● **Work request**:
Scan the records below and report how many lines contain the word "puffy", giving the number by itself.

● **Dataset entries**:
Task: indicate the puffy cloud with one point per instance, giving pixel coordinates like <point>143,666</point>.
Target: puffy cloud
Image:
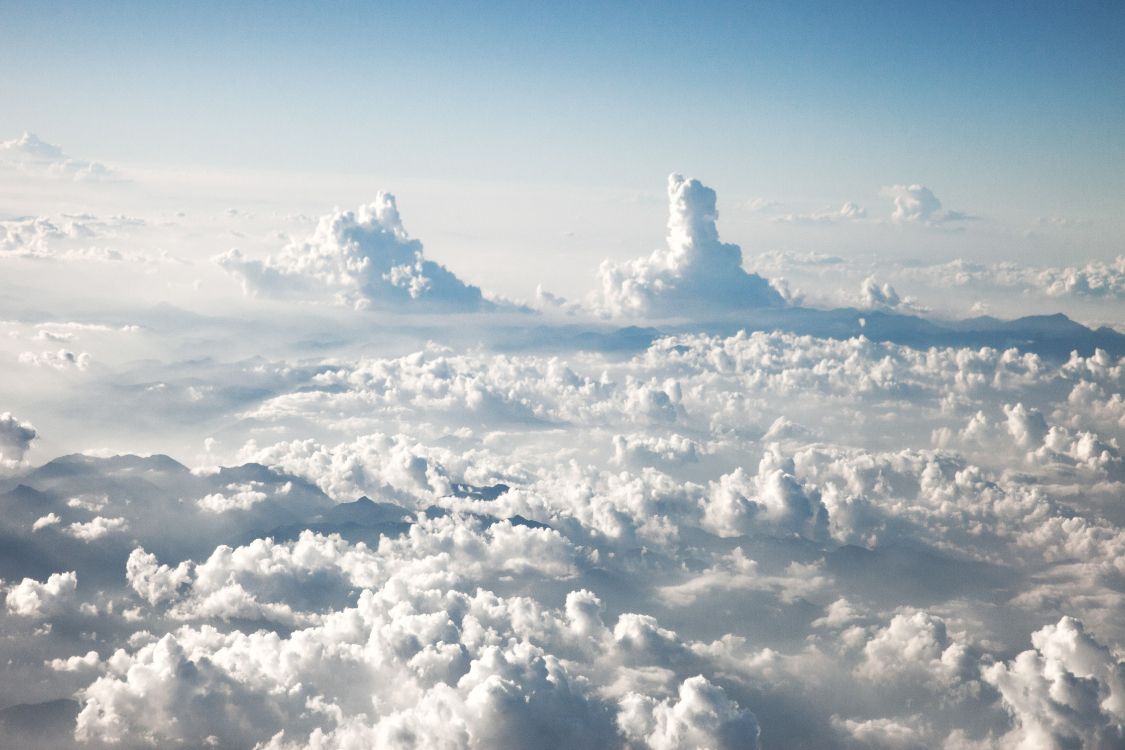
<point>64,359</point>
<point>875,296</point>
<point>848,211</point>
<point>1068,692</point>
<point>917,204</point>
<point>32,598</point>
<point>702,716</point>
<point>240,497</point>
<point>773,500</point>
<point>97,527</point>
<point>28,154</point>
<point>16,439</point>
<point>696,274</point>
<point>1095,279</point>
<point>362,258</point>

● **Completed exercise**:
2